Region annotation entries:
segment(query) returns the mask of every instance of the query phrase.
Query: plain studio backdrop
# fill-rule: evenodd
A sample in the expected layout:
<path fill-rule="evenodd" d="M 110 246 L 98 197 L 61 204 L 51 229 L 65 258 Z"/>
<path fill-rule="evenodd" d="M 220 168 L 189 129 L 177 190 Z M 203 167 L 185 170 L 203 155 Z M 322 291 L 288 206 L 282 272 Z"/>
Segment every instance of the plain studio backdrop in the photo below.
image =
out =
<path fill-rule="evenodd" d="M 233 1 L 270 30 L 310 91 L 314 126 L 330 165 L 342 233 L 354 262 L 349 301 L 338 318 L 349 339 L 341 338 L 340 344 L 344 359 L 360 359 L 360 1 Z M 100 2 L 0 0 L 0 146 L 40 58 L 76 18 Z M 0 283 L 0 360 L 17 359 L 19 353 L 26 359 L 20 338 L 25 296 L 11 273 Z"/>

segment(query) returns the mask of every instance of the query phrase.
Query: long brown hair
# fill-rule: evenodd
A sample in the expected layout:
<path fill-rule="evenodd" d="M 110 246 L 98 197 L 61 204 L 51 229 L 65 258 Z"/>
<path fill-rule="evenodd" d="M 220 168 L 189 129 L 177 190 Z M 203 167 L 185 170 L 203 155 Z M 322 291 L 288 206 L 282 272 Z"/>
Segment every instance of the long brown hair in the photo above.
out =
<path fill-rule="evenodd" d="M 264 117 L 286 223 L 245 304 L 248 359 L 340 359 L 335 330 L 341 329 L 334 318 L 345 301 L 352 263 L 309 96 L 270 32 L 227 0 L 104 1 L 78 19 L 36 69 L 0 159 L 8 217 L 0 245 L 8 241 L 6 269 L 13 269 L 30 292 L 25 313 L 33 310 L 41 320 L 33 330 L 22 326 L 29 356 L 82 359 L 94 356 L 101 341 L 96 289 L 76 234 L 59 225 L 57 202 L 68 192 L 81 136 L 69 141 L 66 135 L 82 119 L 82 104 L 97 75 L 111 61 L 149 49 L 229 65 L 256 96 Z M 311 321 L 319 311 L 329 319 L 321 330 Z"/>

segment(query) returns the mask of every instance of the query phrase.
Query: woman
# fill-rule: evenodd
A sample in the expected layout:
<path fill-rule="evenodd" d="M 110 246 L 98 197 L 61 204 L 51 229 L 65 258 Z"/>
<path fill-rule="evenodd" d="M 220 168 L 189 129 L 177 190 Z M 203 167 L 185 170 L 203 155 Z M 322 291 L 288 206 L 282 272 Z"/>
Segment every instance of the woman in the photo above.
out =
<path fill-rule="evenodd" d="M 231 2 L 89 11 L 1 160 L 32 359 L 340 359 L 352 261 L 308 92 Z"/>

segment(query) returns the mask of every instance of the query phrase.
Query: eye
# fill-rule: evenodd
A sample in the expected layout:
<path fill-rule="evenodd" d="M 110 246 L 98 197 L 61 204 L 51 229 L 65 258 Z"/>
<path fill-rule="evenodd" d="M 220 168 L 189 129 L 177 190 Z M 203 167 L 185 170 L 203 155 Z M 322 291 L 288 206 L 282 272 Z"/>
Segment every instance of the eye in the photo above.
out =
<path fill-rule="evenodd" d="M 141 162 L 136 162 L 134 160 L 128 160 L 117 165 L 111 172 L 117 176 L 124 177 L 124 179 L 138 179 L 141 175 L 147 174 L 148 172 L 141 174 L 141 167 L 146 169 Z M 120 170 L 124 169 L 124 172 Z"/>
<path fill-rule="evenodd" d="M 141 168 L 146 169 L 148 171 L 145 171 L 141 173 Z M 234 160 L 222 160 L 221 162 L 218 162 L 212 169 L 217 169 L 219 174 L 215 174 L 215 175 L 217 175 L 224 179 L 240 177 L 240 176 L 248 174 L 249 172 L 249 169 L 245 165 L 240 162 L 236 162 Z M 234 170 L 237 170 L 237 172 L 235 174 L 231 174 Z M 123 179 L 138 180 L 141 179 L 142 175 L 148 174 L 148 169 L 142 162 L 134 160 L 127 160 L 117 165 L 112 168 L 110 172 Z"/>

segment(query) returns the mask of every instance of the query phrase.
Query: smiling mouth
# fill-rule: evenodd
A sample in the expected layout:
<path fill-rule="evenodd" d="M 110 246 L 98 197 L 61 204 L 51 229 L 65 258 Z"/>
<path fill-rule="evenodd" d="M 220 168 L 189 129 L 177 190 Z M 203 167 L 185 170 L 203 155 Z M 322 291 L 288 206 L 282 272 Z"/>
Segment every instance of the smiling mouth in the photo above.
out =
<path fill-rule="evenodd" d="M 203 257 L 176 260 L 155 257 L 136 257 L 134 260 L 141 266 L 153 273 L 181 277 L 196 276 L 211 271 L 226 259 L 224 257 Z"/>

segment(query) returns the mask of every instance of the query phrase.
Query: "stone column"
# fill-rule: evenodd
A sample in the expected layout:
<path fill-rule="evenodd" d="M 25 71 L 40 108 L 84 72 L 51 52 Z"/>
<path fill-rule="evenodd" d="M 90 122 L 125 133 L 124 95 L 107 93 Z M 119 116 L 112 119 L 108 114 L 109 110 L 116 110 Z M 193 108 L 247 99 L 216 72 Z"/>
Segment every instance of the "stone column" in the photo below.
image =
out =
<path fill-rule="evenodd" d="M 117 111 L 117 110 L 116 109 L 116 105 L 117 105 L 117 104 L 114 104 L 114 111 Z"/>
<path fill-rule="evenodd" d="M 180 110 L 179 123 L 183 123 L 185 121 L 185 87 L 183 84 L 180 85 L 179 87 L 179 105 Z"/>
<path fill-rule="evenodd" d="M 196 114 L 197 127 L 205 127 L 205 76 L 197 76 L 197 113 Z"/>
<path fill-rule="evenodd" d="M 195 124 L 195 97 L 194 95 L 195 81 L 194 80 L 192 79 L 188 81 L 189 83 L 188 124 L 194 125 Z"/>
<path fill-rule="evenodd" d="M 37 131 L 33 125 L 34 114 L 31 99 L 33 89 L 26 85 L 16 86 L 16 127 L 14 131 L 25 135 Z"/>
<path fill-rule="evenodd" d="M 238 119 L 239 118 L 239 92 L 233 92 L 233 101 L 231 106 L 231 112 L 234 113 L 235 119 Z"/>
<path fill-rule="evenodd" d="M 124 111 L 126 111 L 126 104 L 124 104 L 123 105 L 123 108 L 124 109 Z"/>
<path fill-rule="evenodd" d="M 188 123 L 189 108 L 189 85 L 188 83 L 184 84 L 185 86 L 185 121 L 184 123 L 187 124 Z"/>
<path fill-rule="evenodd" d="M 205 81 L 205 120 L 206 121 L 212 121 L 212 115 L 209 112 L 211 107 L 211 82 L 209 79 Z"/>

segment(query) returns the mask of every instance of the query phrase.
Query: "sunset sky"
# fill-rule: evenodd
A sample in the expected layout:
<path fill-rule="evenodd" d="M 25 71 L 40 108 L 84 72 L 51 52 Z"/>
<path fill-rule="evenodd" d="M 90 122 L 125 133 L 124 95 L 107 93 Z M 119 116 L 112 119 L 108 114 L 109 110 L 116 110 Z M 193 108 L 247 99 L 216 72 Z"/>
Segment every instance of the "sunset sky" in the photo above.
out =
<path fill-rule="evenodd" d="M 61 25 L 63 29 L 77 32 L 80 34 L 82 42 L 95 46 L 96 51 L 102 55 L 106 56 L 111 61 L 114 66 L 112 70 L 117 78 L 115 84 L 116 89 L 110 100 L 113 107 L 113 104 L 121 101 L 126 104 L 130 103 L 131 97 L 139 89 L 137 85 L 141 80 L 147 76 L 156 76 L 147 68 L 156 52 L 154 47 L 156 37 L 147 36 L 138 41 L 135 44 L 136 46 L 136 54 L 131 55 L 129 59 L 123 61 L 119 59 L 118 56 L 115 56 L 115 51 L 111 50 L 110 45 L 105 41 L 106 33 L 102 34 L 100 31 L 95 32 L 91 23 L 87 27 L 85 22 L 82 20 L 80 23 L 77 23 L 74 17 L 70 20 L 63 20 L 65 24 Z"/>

To do:
Begin with the first line of the records and stop after the line that contains "233 1 L 270", including both of those lines. Arrange every line in that span as a numbered list and leave out any blank lines.

Solution to this task:
1. segment(query) returns the mask of every instance of the query phrase.
2. Query: plain studio backdrop
3. # fill-rule: evenodd
4. A sample in the expected layout:
5. <path fill-rule="evenodd" d="M 110 246 L 98 197 L 61 204 L 51 229 L 65 258 Z"/>
6. <path fill-rule="evenodd" d="M 220 168 L 189 129 L 177 190 Z M 203 167 L 185 170 L 203 155 Z M 322 291 L 288 206 L 282 272 Z"/>
7. Segment every instance of the plain studio backdrop in the photo below.
8. image =
9. out =
10. <path fill-rule="evenodd" d="M 233 1 L 270 30 L 310 91 L 314 126 L 330 165 L 342 233 L 354 262 L 349 301 L 338 318 L 349 339 L 341 338 L 340 344 L 344 359 L 360 359 L 360 1 Z M 100 2 L 0 0 L 0 146 L 40 58 L 76 18 Z M 0 283 L 0 360 L 17 359 L 19 353 L 26 359 L 20 338 L 25 296 L 11 273 Z"/>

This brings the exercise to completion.